**SUPPLIED DATA:**

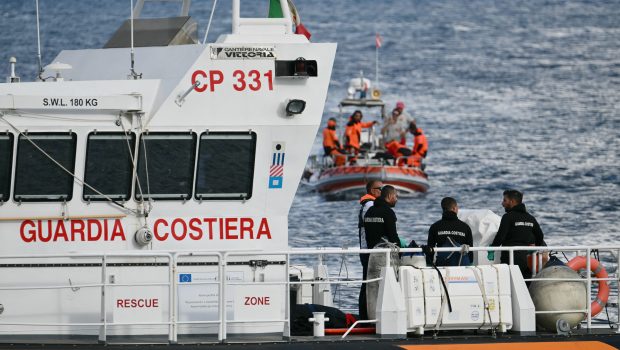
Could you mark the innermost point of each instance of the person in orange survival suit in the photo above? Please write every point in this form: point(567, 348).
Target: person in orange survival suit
point(353, 133)
point(331, 144)
point(397, 150)
point(420, 146)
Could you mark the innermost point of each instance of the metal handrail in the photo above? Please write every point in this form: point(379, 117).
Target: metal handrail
point(223, 257)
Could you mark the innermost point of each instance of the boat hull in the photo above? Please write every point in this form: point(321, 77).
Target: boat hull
point(347, 182)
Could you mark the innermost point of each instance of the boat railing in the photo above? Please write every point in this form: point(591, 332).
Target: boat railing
point(610, 255)
point(284, 24)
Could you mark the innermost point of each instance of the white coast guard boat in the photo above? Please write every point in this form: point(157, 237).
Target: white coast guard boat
point(148, 203)
point(348, 181)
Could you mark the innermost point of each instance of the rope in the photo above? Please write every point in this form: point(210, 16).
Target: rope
point(77, 179)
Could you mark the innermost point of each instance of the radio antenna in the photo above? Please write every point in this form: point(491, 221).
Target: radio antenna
point(210, 19)
point(40, 75)
point(133, 73)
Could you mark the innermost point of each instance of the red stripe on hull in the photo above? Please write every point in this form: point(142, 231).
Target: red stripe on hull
point(353, 179)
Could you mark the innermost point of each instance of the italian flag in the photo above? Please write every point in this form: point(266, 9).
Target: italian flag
point(275, 11)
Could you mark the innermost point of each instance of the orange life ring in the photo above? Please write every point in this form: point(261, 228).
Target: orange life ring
point(580, 262)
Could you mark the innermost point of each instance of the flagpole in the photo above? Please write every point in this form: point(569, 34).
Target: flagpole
point(377, 66)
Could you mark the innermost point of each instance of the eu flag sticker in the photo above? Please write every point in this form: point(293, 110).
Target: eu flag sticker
point(185, 277)
point(276, 170)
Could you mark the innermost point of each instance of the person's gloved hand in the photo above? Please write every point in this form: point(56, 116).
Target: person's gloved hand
point(491, 255)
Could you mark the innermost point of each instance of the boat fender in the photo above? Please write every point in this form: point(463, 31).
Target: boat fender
point(580, 262)
point(143, 236)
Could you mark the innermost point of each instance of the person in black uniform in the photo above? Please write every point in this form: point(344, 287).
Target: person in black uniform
point(517, 228)
point(450, 232)
point(380, 219)
point(373, 190)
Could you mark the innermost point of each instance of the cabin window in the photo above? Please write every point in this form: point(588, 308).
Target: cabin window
point(168, 160)
point(6, 164)
point(38, 177)
point(225, 165)
point(109, 166)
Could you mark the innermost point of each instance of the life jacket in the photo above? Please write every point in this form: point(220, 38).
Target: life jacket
point(353, 133)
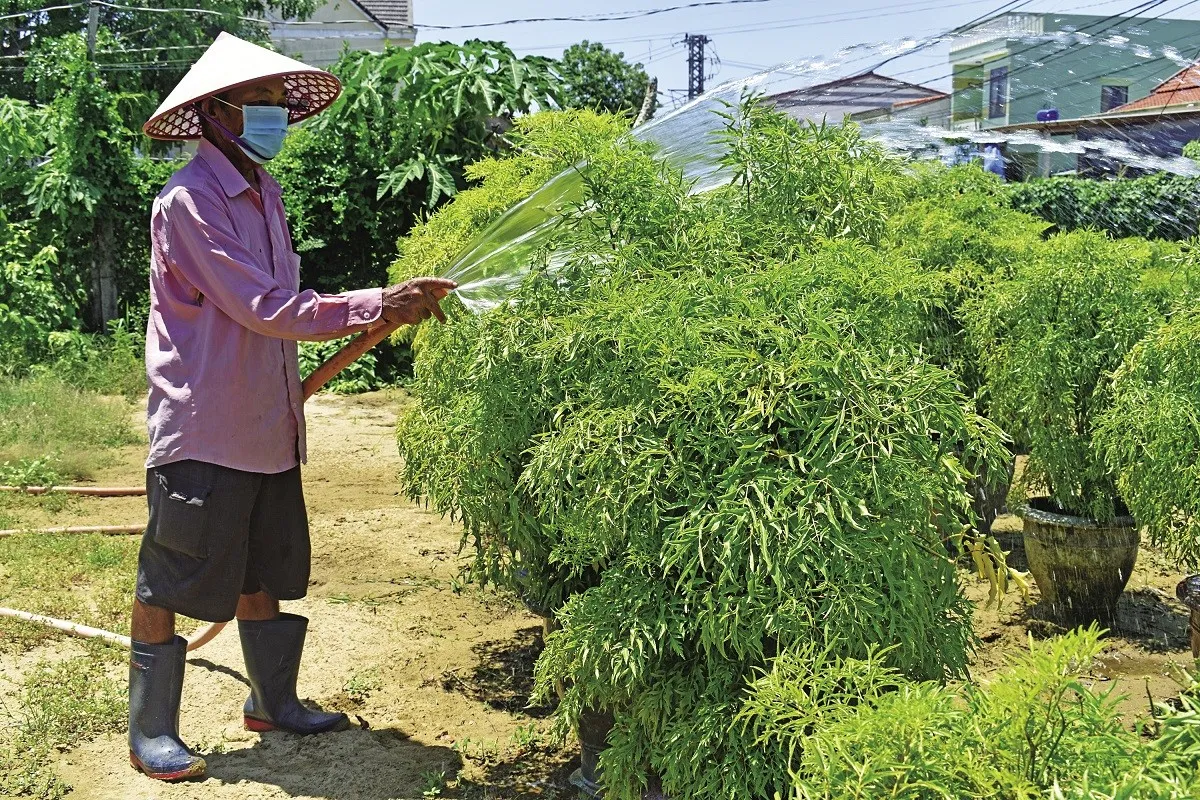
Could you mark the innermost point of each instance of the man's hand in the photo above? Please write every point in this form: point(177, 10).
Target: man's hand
point(417, 300)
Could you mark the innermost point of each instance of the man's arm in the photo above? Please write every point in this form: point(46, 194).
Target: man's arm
point(202, 245)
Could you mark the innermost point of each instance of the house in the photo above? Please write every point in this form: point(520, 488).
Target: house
point(1012, 66)
point(865, 97)
point(346, 24)
point(1156, 126)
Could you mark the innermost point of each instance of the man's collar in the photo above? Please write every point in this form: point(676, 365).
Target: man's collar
point(231, 180)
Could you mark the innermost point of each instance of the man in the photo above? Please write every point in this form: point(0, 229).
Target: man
point(228, 533)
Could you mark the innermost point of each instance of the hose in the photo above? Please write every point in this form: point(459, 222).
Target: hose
point(310, 386)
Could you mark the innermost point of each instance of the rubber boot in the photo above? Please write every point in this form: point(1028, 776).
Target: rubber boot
point(273, 649)
point(156, 685)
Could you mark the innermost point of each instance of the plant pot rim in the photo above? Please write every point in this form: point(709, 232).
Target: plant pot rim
point(1031, 510)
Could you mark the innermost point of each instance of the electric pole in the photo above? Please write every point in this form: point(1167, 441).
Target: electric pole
point(695, 43)
point(93, 24)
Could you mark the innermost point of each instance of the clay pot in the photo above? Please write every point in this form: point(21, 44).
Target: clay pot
point(594, 727)
point(989, 499)
point(1080, 565)
point(1188, 591)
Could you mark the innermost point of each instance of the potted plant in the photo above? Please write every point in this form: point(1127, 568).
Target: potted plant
point(715, 452)
point(1050, 338)
point(1150, 437)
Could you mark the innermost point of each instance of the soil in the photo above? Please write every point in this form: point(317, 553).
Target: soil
point(1145, 654)
point(438, 674)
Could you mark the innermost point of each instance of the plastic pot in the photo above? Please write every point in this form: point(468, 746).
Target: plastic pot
point(594, 727)
point(1080, 565)
point(1188, 591)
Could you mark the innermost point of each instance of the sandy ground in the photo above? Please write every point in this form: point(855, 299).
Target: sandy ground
point(441, 673)
point(1144, 656)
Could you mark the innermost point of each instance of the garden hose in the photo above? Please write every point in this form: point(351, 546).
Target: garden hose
point(311, 385)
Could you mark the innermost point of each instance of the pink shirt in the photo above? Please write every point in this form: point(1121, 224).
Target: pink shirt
point(226, 311)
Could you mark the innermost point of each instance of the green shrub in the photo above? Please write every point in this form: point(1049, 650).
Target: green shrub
point(1151, 435)
point(42, 415)
point(708, 440)
point(958, 228)
point(1049, 338)
point(59, 707)
point(395, 145)
point(112, 364)
point(856, 729)
point(1156, 206)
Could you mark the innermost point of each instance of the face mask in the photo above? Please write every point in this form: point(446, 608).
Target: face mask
point(263, 130)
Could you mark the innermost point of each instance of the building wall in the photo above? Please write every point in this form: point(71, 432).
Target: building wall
point(322, 44)
point(1067, 73)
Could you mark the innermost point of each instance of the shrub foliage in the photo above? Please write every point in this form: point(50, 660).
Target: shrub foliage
point(708, 440)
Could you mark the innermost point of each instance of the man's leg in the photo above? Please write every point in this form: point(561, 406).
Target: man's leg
point(156, 684)
point(191, 563)
point(257, 607)
point(151, 624)
point(271, 643)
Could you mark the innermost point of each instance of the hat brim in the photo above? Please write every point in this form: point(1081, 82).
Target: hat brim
point(309, 92)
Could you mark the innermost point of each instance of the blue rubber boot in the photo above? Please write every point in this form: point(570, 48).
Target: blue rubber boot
point(273, 649)
point(156, 686)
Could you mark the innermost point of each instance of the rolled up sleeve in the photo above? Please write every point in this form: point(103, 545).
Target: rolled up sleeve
point(207, 252)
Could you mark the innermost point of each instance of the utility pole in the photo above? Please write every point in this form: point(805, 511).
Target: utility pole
point(695, 43)
point(103, 278)
point(93, 24)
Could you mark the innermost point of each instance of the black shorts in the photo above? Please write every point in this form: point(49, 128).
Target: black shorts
point(217, 533)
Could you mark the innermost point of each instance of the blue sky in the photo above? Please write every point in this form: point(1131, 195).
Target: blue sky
point(747, 36)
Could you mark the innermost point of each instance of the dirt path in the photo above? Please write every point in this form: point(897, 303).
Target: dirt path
point(439, 673)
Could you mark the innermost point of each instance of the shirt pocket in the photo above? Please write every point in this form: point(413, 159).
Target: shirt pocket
point(180, 517)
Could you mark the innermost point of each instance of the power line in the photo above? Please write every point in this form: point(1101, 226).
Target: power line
point(607, 17)
point(41, 11)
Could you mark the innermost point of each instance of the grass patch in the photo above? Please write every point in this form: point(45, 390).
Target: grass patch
point(49, 426)
point(58, 707)
point(82, 577)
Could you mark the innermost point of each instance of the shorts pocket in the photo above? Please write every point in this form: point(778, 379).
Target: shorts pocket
point(181, 515)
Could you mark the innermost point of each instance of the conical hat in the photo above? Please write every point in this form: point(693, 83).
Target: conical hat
point(231, 62)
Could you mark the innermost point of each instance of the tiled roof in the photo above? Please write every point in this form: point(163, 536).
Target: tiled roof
point(1181, 89)
point(919, 101)
point(851, 95)
point(391, 13)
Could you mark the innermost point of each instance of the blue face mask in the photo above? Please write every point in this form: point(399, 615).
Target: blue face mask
point(263, 130)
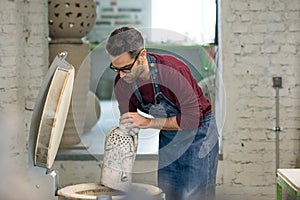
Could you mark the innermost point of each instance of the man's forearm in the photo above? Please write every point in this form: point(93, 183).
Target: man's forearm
point(164, 123)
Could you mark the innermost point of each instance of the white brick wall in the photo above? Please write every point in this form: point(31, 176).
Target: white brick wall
point(261, 39)
point(23, 63)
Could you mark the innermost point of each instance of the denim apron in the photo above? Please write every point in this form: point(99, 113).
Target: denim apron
point(187, 158)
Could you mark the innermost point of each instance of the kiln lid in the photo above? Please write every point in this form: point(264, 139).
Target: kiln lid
point(51, 109)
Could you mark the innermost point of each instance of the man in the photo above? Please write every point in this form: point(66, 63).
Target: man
point(162, 85)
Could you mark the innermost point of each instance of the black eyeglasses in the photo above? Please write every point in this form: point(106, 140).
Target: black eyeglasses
point(126, 68)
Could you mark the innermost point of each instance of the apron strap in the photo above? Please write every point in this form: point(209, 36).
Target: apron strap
point(153, 71)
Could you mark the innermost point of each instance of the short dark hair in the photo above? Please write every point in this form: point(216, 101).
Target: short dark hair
point(125, 39)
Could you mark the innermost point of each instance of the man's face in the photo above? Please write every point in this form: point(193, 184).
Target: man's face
point(123, 61)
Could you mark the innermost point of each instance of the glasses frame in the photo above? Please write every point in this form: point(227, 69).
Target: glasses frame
point(127, 68)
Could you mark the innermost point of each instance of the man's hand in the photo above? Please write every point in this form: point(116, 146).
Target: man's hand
point(135, 120)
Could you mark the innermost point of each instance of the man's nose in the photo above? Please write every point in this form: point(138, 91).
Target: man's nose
point(122, 74)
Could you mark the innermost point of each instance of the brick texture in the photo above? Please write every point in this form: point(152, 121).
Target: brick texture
point(261, 39)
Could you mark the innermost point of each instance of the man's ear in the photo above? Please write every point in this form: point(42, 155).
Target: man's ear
point(144, 53)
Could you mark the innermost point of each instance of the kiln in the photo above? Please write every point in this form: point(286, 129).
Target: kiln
point(47, 125)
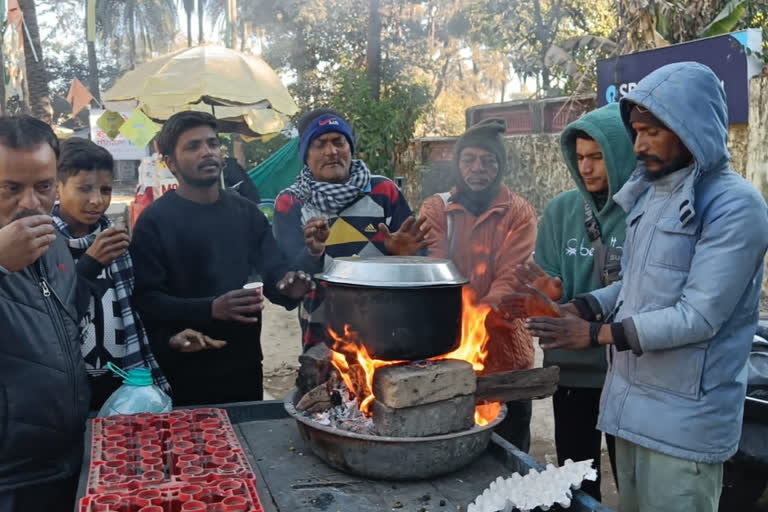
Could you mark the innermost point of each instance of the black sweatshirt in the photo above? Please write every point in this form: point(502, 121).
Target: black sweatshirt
point(185, 254)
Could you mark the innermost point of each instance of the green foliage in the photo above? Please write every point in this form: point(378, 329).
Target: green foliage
point(256, 151)
point(727, 20)
point(380, 127)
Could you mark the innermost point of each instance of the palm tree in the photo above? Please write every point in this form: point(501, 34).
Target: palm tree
point(189, 8)
point(37, 77)
point(153, 20)
point(200, 9)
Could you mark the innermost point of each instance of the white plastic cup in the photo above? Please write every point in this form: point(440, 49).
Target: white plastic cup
point(256, 285)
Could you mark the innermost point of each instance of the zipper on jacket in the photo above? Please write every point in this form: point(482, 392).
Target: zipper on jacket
point(58, 322)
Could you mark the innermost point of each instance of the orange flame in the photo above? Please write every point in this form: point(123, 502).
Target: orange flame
point(486, 413)
point(474, 336)
point(345, 348)
point(348, 353)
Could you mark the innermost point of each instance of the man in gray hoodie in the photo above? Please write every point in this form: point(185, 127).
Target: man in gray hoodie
point(680, 322)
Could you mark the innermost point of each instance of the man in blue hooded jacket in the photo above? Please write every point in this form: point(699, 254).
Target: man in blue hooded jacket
point(681, 320)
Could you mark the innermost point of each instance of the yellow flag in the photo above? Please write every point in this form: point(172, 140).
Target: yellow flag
point(139, 129)
point(90, 20)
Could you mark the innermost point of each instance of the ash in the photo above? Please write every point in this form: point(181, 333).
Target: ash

**EXERCISE AIM:** Only one stretch of the data above is needed. Restate it word for word, from the line containing "Target: shorts pocket" through the line containing "form: point(163, 536).", both ends included.

**OUTPUT:**
Target: shorts pocket
point(181, 515)
Could you mark the innermost point of each instance of the conical hat in the photo above? Please write every point in this form: point(693, 83).
Target: conical hat
point(231, 62)
Could you mark the innermost point of each instance of the tiled roof in the photo above? Please write every point in this form: point(163, 536).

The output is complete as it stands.